▶ TASK DETAILS: Please rewrite the records from the line with "segment teal scarf" up to and including the line with "99L178 91L173 95ZM186", replacing "teal" with "turquoise" and leaving everything else unchanged.
::::::::
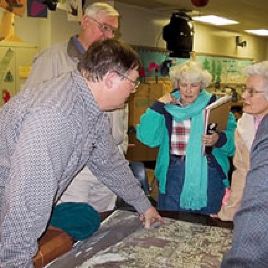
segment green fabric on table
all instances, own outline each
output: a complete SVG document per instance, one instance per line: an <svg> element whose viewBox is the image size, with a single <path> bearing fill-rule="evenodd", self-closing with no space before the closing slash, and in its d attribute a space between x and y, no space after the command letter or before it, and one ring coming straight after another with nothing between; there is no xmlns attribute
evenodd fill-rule
<svg viewBox="0 0 268 268"><path fill-rule="evenodd" d="M99 227L101 219L98 212L85 203L63 203L52 211L50 224L60 228L75 240L89 237Z"/></svg>

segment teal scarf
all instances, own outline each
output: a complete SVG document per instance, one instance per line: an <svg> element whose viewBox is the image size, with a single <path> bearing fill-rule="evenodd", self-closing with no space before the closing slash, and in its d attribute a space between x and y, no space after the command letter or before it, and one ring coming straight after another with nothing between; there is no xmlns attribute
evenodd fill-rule
<svg viewBox="0 0 268 268"><path fill-rule="evenodd" d="M179 99L178 91L173 95ZM186 149L184 182L180 199L180 207L186 209L199 210L207 205L208 163L202 153L202 136L204 131L203 111L211 96L203 90L195 101L188 106L180 107L171 104L165 106L177 122L191 119Z"/></svg>

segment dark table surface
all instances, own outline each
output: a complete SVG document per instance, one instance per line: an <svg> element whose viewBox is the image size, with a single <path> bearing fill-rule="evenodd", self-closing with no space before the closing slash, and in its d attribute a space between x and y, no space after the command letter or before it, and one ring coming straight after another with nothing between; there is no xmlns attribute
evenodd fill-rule
<svg viewBox="0 0 268 268"><path fill-rule="evenodd" d="M120 209L125 209L129 211L135 211L130 209L119 208ZM114 211L107 211L100 214L102 220L105 219L111 214ZM162 217L169 218L174 219L180 220L192 223L197 223L233 229L233 222L223 221L216 218L211 218L208 215L194 213L190 212L169 211L158 211L159 214Z"/></svg>
<svg viewBox="0 0 268 268"><path fill-rule="evenodd" d="M135 211L130 208L122 209L119 208L118 209L120 211ZM104 221L114 211L101 213L102 220ZM217 219L211 218L208 215L179 211L160 211L159 212L165 218L229 229L233 228L232 222L222 222ZM127 220L127 226L124 225L125 224L123 220L121 221L120 218L118 220L117 223L111 225L107 225L106 222L105 222L105 225L101 226L92 236L80 241L70 251L59 257L47 267L49 268L73 268L79 266L85 260L90 258L100 251L115 244L137 230L143 228L138 217ZM88 250L87 249L90 250L88 251Z"/></svg>

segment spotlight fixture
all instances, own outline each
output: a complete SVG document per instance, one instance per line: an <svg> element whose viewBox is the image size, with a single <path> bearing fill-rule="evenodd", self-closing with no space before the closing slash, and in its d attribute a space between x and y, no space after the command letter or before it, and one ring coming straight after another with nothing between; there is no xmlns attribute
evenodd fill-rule
<svg viewBox="0 0 268 268"><path fill-rule="evenodd" d="M244 47L247 46L247 41L244 40L243 41L241 41L240 40L240 37L239 35L236 36L236 46L241 46Z"/></svg>
<svg viewBox="0 0 268 268"><path fill-rule="evenodd" d="M183 12L173 13L170 22L163 27L163 39L171 57L189 58L193 49L192 28L188 21L192 18Z"/></svg>

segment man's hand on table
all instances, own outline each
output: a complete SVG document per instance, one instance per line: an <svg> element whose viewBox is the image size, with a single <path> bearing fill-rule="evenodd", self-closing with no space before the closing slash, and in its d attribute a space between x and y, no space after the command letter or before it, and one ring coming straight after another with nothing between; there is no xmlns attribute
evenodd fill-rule
<svg viewBox="0 0 268 268"><path fill-rule="evenodd" d="M156 221L160 222L162 223L165 223L164 219L153 207L151 207L141 214L140 218L147 229L149 228L151 225Z"/></svg>

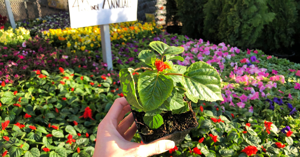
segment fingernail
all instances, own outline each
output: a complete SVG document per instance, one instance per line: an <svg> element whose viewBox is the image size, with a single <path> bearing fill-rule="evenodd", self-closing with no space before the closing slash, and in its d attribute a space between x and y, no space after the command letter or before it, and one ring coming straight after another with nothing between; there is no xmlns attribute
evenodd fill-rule
<svg viewBox="0 0 300 157"><path fill-rule="evenodd" d="M174 142L170 141L166 143L166 150L169 150L172 149L175 147L175 143Z"/></svg>

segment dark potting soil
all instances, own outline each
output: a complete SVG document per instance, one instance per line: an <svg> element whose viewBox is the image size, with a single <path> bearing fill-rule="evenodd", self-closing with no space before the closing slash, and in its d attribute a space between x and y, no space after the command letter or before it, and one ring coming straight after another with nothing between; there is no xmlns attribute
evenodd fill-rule
<svg viewBox="0 0 300 157"><path fill-rule="evenodd" d="M163 137L166 134L171 134L176 131L181 131L192 128L198 125L196 113L192 109L190 103L189 103L190 111L180 114L172 115L172 112L168 111L160 114L164 119L164 124L158 128L152 130L144 122L144 112L139 112L132 111L136 116L137 124L143 133L149 132L151 135L140 134L146 141L149 142Z"/></svg>

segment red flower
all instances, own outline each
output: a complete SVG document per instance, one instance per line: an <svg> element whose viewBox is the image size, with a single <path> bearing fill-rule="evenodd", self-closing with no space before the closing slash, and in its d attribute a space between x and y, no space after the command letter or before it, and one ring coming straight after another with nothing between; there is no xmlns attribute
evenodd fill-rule
<svg viewBox="0 0 300 157"><path fill-rule="evenodd" d="M56 129L56 130L58 130L58 126L55 126L55 125L52 125L51 127L52 127L53 129Z"/></svg>
<svg viewBox="0 0 300 157"><path fill-rule="evenodd" d="M16 124L14 124L16 126L17 126L20 129L22 129L22 128L23 128L25 127L25 125L24 124L20 124L20 123L17 123Z"/></svg>
<svg viewBox="0 0 300 157"><path fill-rule="evenodd" d="M155 62L154 62L154 65L156 66L157 71L162 71L164 69L166 68L171 68L171 67L170 66L165 64L163 62L162 62L158 58L156 58L156 59L155 60Z"/></svg>
<svg viewBox="0 0 300 157"><path fill-rule="evenodd" d="M286 137L289 137L291 135L292 135L292 133L293 133L293 132L291 131L291 130L290 130L288 131L287 132L286 132Z"/></svg>
<svg viewBox="0 0 300 157"><path fill-rule="evenodd" d="M31 115L26 113L25 114L25 115L24 116L24 118L30 118L31 117Z"/></svg>
<svg viewBox="0 0 300 157"><path fill-rule="evenodd" d="M1 156L5 156L6 155L6 154L7 154L7 150L5 150L5 152L3 152L3 153L1 155Z"/></svg>
<svg viewBox="0 0 300 157"><path fill-rule="evenodd" d="M275 144L277 146L277 147L279 148L284 148L285 147L285 144L283 144L280 142L276 142L275 143Z"/></svg>
<svg viewBox="0 0 300 157"><path fill-rule="evenodd" d="M199 143L202 143L202 142L203 142L203 140L204 140L204 137L202 137L202 138L200 138L200 139L199 140L199 141L198 141L198 142L199 142Z"/></svg>
<svg viewBox="0 0 300 157"><path fill-rule="evenodd" d="M29 126L29 128L32 129L32 130L36 130L37 128L35 127L35 126L32 126L32 125L30 125Z"/></svg>
<svg viewBox="0 0 300 157"><path fill-rule="evenodd" d="M5 128L6 128L6 127L8 126L8 124L9 124L9 121L8 120L4 121L4 123L1 123L1 125L2 126L2 129L5 129Z"/></svg>
<svg viewBox="0 0 300 157"><path fill-rule="evenodd" d="M8 141L9 141L9 138L7 136L3 136L3 138L4 140Z"/></svg>
<svg viewBox="0 0 300 157"><path fill-rule="evenodd" d="M194 152L194 153L197 154L201 155L202 154L202 153L201 153L201 151L200 151L200 150L198 149L198 148L196 147L195 147L193 149L193 152Z"/></svg>
<svg viewBox="0 0 300 157"><path fill-rule="evenodd" d="M214 141L214 142L216 142L218 140L218 139L217 139L218 137L217 136L214 136L212 134L209 134L209 136L212 137L212 140Z"/></svg>
<svg viewBox="0 0 300 157"><path fill-rule="evenodd" d="M38 75L38 77L40 77L40 78L44 78L44 77L46 78L47 77L47 76L45 76L44 75L43 75L43 74L41 74Z"/></svg>
<svg viewBox="0 0 300 157"><path fill-rule="evenodd" d="M171 153L172 153L173 152L176 152L176 150L178 150L178 148L177 147L177 146L175 146L175 147L174 147L173 148L169 150L169 153L170 153L170 154L171 154Z"/></svg>
<svg viewBox="0 0 300 157"><path fill-rule="evenodd" d="M14 103L13 105L14 105L14 106L17 106L18 107L21 107L21 105L18 103Z"/></svg>
<svg viewBox="0 0 300 157"><path fill-rule="evenodd" d="M73 136L72 136L72 135L69 134L69 135L68 136L68 137L67 138L68 140L66 142L66 143L69 143L70 144L71 144L72 142L76 142L76 140L74 139L72 139L73 137Z"/></svg>
<svg viewBox="0 0 300 157"><path fill-rule="evenodd" d="M251 156L252 154L256 154L257 151L257 148L256 147L249 146L245 147L245 149L241 151L246 153L248 156Z"/></svg>
<svg viewBox="0 0 300 157"><path fill-rule="evenodd" d="M102 79L103 79L104 80L106 80L106 77L105 77L103 75L101 76L101 78L102 78Z"/></svg>
<svg viewBox="0 0 300 157"><path fill-rule="evenodd" d="M84 110L83 115L79 117L80 118L83 117L85 118L89 118L93 120L95 120L92 118L92 109L90 109L89 107L87 107Z"/></svg>
<svg viewBox="0 0 300 157"><path fill-rule="evenodd" d="M52 134L47 134L47 135L46 135L46 137L51 137L53 136L53 135L52 135Z"/></svg>
<svg viewBox="0 0 300 157"><path fill-rule="evenodd" d="M217 122L218 121L218 120L217 120L217 118L211 118L210 119L215 123L217 123Z"/></svg>
<svg viewBox="0 0 300 157"><path fill-rule="evenodd" d="M59 70L63 74L64 74L64 68L62 68L61 67L60 67L59 68L58 68L58 69L59 69Z"/></svg>
<svg viewBox="0 0 300 157"><path fill-rule="evenodd" d="M50 149L48 148L44 148L42 149L43 150L46 152L48 152L50 151Z"/></svg>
::::::::
▶ TASK SOLUTION:
segment turquoise scarf
all instances, own outline each
output: a complete SVG document per instance, one instance per line: an <svg> element whose viewBox is the image size, with a single <path> bearing fill-rule="evenodd", self-closing with no space before the closing slash, and in its d attribute a space between x and y, no space after the command letter or before it, and one ring coming straight after another with nothing between; there is no xmlns attribute
evenodd fill-rule
<svg viewBox="0 0 268 268"><path fill-rule="evenodd" d="M179 99L178 91L173 95ZM186 149L184 182L180 199L180 207L186 209L199 210L207 205L208 163L202 153L202 136L204 131L203 111L211 96L203 90L195 101L188 106L180 107L171 104L165 106L177 122L191 119Z"/></svg>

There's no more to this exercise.